***** Excerpted passage

3. Further to the insulating question. If I am going to go ahead with insulating the walls, I realize it would be a waste to not do the roof at the same time. The garage is open to the roof with loose boards laid over beams to make a makeshift ceiling/storage area. I don't want to lose storage space above the "ceiling" by closing it off. Will insulating the ceiling trusses be enough? Keep in mind I'm not winterizing it - I just want to keep it more comfortable to work in during the winter & summer.

4. Also, any tips, suggestions or ideas on how best to set up the shop. I realize everyone has their own preferences, it's just that I am working with a blank slate here and would love to hear ideas from others on how they have or would set up a shop if they had the opportunity I'm getting.

I am thankful for any and all suggestions for my questions above and I know pictures would help but I won't have the opportunity to take any until March 27th (the closing date).


----------



## jwatkins (Jan 5, 2006)

Definatly insulate that shop!! I bought my house last fall didnt insulate and was miserable all winter. This summer I insulated walls and ceiling and am loving it a comfortable 55*. I also have storage in my attic above so i just used wall insulatin r-19 i think. Isnt as efficient as other stuff but does the job good enough.

If you are planning on putting peg board up so you can hang stuff. I found out its best to figure out how much shelving peg board, ect youll need then put 7/16plywood where you need alot of support. I used plywwod for the first 8' then sheetrock for the last 2'. Worked out perfect for my shelves that are 2' below the ceiling.

Another big thing is build a bench thats TUFF. I made one of mine about 3' deep and about 42" off the groung with a 1/4 steel plate on top so it can take a beating. Hope that helps. GoodLuck:thumbsup:


----------



## Robie (Feb 25, 2005)

I'd make sure my TS, jointer, planer and lumber storage were in-line with the garage door. You want to be able to move everything right out of your truck and into/onto your equipment. Swinging a 16' piece of lumber, hitting everything in sight gets old.
My garage doors are wired to a dedicated light switch so the power can be turned off to them. After I know I'm in for the night, the power is turned off to the doors. 
I'd also go with plywood 8' up. I hate pegboard.

**********

● **List of tasks**
(a) Can you copy the part of the workshop thread that opens with the words containing "3. Further to" and closes with "winter & summer."?
(b) What is the workshop thread about? Sum it up in two sentences.
(c) Could you pick up the workshop thread after its last sentence and keep it going?

***** Records provided

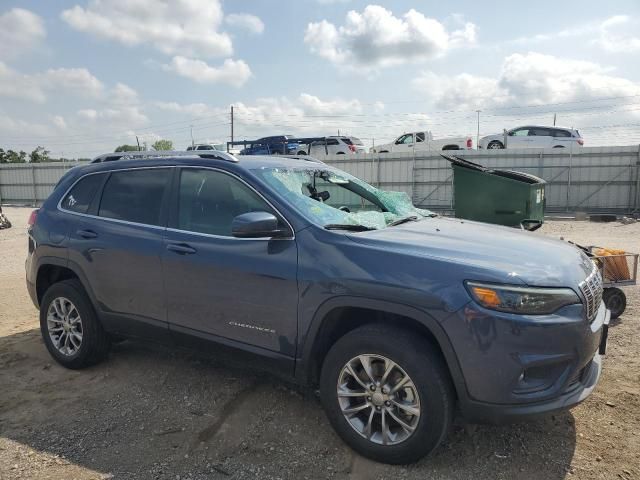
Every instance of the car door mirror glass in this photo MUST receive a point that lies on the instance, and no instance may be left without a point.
(256, 225)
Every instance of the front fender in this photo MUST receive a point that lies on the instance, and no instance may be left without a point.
(304, 369)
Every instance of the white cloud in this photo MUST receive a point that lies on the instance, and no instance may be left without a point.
(35, 87)
(20, 31)
(616, 34)
(251, 23)
(59, 122)
(185, 27)
(527, 79)
(231, 72)
(77, 80)
(376, 38)
(619, 34)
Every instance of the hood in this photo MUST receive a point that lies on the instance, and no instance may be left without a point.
(486, 252)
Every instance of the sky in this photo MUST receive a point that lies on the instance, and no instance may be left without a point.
(81, 77)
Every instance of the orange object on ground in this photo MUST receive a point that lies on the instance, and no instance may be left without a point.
(613, 268)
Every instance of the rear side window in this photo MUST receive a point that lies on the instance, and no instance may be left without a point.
(209, 200)
(135, 195)
(539, 132)
(81, 195)
(561, 133)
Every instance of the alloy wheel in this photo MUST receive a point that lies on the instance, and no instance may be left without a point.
(378, 399)
(64, 325)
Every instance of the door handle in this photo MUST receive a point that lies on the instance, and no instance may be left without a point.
(88, 234)
(181, 248)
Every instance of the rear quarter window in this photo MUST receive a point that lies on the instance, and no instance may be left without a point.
(79, 198)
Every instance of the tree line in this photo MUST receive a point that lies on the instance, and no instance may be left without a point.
(41, 154)
(38, 155)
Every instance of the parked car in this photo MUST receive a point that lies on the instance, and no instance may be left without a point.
(337, 145)
(207, 146)
(409, 142)
(276, 145)
(399, 316)
(534, 137)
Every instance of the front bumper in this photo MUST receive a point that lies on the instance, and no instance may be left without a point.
(517, 366)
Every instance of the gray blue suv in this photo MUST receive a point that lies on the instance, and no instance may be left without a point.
(398, 316)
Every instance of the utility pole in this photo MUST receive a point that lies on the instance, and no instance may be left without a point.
(231, 123)
(478, 131)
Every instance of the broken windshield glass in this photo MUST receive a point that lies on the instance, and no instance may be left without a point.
(332, 198)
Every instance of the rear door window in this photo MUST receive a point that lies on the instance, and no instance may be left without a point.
(561, 133)
(135, 195)
(539, 132)
(209, 200)
(79, 199)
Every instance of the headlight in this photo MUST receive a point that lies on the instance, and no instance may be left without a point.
(522, 300)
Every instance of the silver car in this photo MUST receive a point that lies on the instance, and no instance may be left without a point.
(533, 137)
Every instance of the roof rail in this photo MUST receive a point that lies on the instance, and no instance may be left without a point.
(299, 157)
(146, 154)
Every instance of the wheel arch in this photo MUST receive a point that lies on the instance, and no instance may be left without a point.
(52, 270)
(340, 315)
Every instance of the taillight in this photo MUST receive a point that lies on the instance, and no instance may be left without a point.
(32, 218)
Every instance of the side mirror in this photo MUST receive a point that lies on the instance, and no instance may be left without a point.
(256, 225)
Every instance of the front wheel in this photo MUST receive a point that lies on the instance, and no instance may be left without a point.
(387, 394)
(615, 300)
(70, 328)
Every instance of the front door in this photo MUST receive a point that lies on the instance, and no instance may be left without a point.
(244, 290)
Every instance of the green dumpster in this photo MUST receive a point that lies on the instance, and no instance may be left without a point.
(503, 197)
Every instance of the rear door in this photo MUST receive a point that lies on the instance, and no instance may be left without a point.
(117, 244)
(222, 287)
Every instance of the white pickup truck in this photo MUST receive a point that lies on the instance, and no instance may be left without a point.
(408, 142)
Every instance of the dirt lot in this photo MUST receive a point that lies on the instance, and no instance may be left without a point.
(152, 412)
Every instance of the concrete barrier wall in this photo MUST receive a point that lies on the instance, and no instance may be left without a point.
(595, 179)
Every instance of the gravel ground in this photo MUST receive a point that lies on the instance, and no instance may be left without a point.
(153, 412)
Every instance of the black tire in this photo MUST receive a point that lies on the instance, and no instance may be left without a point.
(95, 343)
(424, 367)
(615, 300)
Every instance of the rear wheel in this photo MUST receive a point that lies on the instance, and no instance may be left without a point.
(69, 326)
(387, 394)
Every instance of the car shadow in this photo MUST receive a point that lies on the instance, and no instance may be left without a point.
(151, 411)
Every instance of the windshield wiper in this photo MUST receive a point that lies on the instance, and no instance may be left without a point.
(348, 227)
(412, 218)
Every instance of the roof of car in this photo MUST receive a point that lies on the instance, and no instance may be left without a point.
(200, 158)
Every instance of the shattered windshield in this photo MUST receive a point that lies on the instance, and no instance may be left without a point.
(335, 199)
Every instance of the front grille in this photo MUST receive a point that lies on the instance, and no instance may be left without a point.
(591, 288)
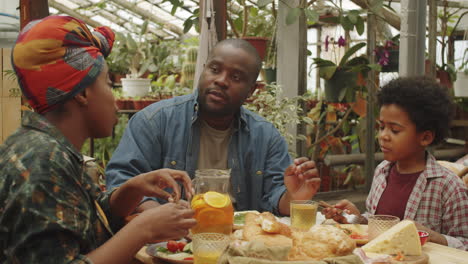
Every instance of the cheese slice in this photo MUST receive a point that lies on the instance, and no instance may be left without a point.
(402, 237)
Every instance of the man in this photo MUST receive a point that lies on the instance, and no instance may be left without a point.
(210, 129)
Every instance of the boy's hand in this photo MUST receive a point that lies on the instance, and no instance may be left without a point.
(335, 211)
(153, 183)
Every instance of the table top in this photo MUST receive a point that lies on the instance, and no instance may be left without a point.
(438, 254)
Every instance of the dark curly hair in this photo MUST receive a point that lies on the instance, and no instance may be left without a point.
(428, 104)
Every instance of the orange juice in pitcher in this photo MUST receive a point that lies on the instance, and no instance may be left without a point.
(212, 205)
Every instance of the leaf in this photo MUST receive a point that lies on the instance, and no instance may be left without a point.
(144, 27)
(327, 72)
(262, 3)
(360, 25)
(312, 16)
(238, 23)
(346, 23)
(292, 15)
(187, 25)
(353, 16)
(350, 52)
(342, 94)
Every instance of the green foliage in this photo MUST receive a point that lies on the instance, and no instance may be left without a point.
(327, 68)
(104, 147)
(282, 112)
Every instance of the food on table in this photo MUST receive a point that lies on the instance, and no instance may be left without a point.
(253, 231)
(401, 238)
(358, 233)
(214, 213)
(303, 215)
(269, 224)
(175, 250)
(321, 241)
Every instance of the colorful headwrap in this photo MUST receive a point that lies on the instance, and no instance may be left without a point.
(56, 57)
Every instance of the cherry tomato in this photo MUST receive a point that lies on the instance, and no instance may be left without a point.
(181, 245)
(172, 246)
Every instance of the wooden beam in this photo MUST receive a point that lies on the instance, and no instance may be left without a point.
(146, 14)
(31, 10)
(389, 16)
(460, 4)
(62, 8)
(220, 8)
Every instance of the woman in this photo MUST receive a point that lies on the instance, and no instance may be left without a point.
(51, 211)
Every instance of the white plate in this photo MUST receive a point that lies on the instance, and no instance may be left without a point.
(151, 250)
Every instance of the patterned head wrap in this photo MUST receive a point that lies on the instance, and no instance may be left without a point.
(55, 58)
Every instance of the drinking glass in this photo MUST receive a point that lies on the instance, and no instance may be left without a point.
(212, 205)
(380, 223)
(207, 247)
(303, 214)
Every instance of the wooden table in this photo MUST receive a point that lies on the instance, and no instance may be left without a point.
(438, 254)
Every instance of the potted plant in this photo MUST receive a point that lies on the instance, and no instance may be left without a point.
(388, 54)
(344, 79)
(253, 23)
(137, 55)
(460, 87)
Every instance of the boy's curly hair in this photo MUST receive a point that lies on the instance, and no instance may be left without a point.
(428, 104)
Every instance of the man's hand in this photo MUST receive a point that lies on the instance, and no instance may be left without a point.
(166, 222)
(335, 211)
(153, 183)
(302, 183)
(301, 179)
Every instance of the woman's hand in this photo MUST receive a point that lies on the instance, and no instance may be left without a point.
(166, 222)
(335, 211)
(125, 199)
(153, 183)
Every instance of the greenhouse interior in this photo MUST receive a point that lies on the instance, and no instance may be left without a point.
(242, 131)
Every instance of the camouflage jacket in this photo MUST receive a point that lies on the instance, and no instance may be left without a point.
(49, 210)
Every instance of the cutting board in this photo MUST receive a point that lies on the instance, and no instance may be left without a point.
(423, 259)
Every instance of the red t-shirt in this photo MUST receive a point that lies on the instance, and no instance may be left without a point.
(395, 196)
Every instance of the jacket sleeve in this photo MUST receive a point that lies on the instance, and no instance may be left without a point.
(278, 159)
(138, 151)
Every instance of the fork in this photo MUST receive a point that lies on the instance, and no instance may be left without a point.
(350, 218)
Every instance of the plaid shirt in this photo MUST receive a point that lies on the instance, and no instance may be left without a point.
(439, 201)
(48, 209)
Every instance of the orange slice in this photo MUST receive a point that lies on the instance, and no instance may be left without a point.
(209, 217)
(216, 199)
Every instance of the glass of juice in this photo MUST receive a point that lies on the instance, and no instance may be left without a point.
(208, 247)
(303, 214)
(212, 204)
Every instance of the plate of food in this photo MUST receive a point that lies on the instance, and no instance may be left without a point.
(239, 218)
(356, 232)
(176, 252)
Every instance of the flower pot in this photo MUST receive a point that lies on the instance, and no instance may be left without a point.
(270, 75)
(393, 60)
(260, 44)
(460, 87)
(136, 87)
(341, 85)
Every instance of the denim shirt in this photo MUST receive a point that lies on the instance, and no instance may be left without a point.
(166, 134)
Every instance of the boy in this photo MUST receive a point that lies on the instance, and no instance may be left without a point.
(414, 114)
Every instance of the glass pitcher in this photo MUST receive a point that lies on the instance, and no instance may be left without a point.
(212, 205)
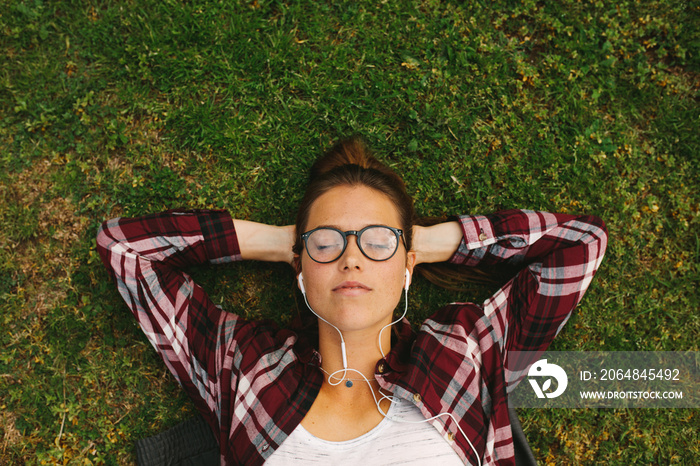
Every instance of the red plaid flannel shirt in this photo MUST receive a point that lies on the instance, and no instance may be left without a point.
(254, 383)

**********

● **Responses by task**
(a)
3. Further to the insulating question. If I am going to go ahead with insulating the walls, I realize it would be a waste to not do the roof at the same time. The garage is open to the roof with loose boards laid over beams to make a makeshift ceiling/storage area. I don't want to lose storage space above the "ceiling" by closing it off. Will insulating the ceiling trusses be enough? Keep in mind I'm not winterizing it - I just want to keep it more comfortable to work in during the winter & summer.

(b) A poster asks whether insulating the ceiling trusses is enough to keep a garage comfortable for work without losing the storage space above its makeshift ceiling, and asks for ideas on setting up the shop. One reply urges insulating the walls and ceiling, using plywood wherever shelving needs support and building a tough bench, while another suggests lining up the main machines and lumber storage with the garage door and putting plywood 8' up the walls.

(c)
I'd also go with metal grates on the windows. My garage is attached and the entire dwelling is wired for home security. EVERY single door and window has a sensor along with a few motion and sound detectors. If I didn't have the security, the garage windows would definately have metal grates.
I'd run 220 out there...compressors, welders, etc.
A few 110 outlets on the ceiling is convenient.
Don't know how carried away you want to get, but if you plan on painting the floor, do it now with a quality expoxy/paint before any equipment gets in.
All kinds of other stuff, but I'm running late this morning.


----------



## kenvest (Sep 27, 2005)

attic space is nice...


----------



## MinConst (Oct 16, 2004)

Drop cords from the ceiling. Be sure to layout any saws, planners, etc so the work will flow between them. Try and make all tables the same height as your machinery as they can be used for supports between machines. Seeing you do decks make sure to setup lumber storage so it is easy to get to and near where you will use it first.
I'm jealous, fun setting it up. The insulation goes without saying. Dust collection is a nice thing to have. Maybe a skylight for natural light.


----------



## DecksEtc (Oct 27, 2004)

Thanks for the tips thus far. Keep them coming! :thumbsup:

A lot of the ideas given are things I was thinking of doing - the confirmation is nice to have. I plan on putting my two existing work benches on the side away from the garage door. Sounds like I'll be going with plywood over the insulation that way I don't have to worry about hitting the walls and putting holes in the drywall. Plus, the height to the existing "ceiling" is about 8' so I'll probably fore-go drywall altogether. I have a dust collection system I am going to recycle from my Dad's basement and an industrial size belt drive table saw (on wheels) that I cannot wait to get into the new shop.

Another question, about the power...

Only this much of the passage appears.